PROBLEM TO WORK ON. Edit everything from the line containing "dandelion in background" down to the line containing "[[157, 26]]", changing "single line" to "one line" and leaving all else as it is. Return only those lines.

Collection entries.
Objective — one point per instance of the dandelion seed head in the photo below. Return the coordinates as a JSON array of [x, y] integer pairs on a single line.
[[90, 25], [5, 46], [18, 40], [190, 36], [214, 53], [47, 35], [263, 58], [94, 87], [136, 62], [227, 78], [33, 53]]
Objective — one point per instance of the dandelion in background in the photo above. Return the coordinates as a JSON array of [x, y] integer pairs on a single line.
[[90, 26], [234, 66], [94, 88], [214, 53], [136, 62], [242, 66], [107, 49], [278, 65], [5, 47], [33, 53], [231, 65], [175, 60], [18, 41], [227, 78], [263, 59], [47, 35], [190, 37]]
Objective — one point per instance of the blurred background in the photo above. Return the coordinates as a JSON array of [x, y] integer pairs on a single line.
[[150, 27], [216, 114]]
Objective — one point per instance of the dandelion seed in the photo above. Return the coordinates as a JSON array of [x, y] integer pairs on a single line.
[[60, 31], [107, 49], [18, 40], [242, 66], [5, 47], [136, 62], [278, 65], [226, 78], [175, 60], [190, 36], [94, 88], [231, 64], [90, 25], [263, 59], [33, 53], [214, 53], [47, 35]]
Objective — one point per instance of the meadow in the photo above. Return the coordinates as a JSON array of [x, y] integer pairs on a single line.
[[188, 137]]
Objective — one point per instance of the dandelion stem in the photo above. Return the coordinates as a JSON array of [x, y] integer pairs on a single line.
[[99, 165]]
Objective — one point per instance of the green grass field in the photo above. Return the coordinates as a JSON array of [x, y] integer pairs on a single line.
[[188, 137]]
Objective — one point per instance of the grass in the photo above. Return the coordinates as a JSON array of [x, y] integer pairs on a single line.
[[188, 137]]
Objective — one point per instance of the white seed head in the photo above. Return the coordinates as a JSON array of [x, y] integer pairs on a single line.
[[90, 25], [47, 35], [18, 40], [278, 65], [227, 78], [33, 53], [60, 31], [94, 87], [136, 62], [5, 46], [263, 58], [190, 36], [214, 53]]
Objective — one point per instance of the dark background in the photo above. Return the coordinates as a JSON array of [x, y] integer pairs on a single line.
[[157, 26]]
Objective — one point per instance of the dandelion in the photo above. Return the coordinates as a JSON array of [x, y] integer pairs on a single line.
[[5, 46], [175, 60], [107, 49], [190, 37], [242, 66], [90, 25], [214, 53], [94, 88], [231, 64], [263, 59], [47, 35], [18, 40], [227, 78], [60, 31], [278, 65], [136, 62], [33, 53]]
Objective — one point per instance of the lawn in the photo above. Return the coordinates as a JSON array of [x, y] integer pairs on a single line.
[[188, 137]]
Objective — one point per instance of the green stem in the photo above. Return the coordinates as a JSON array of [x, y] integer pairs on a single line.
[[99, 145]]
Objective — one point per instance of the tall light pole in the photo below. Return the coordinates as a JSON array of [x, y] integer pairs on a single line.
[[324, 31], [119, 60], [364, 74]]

SOLVED EXERCISE.
Objective — one point per instance of the dandelion in background in the photo above. Return the coordinates as a JSON array of [x, y] integer pairs on a one line.
[[90, 26], [234, 66], [94, 88], [214, 53], [136, 62], [242, 66], [107, 49], [278, 65], [5, 47], [33, 53], [231, 65], [175, 60], [18, 41], [227, 78], [263, 59], [47, 35], [190, 37]]
Objective — one point per instance of the blurred background in the photo above. Return the coordinates as a JSON array of [x, y] integer pairs on a one line.
[[150, 27], [216, 114]]
Objective — one point per instance of the dandelion seed in the photo above. Return the coordinates as a JSON array of [x, y] integer pairs on a one line.
[[60, 31], [107, 49], [18, 40], [242, 66], [5, 47], [136, 62], [278, 65], [226, 78], [175, 60], [190, 36], [94, 88], [231, 64], [90, 25], [263, 59], [33, 53], [214, 53], [47, 35]]
Objective — one point per instance of the meadow in the photo above. Return the coordinates as a JSON array of [x, y] integer pairs on a one line.
[[188, 137]]
Objective — one point per instance of the dandelion stem in the photo above. Return the coordinates as a JSON array of [x, y] integer pairs on a one line.
[[99, 165]]
Objective — one point per instance of the green grass field in the photo above. Return the coordinates as a JSON array of [x, y] integer pairs on a one line.
[[188, 137]]
Objective — one point per instance of the grass in the photo above. Return the coordinates as a JSON array of [x, y] integer pairs on a one line.
[[188, 137]]
Objective — one point per instance of the white seed head in the photo above. Return the coordinates as a JSON array of [x, y] integer pairs on a one line.
[[90, 25], [47, 35], [18, 40], [278, 65], [227, 78], [33, 53], [60, 31], [94, 87], [136, 62], [5, 46], [263, 58], [190, 36], [214, 53]]
Objective — one point per instance of the dark background in the photo above. Return the coordinates as a JSON array of [x, y] integer pairs on a one line.
[[157, 26]]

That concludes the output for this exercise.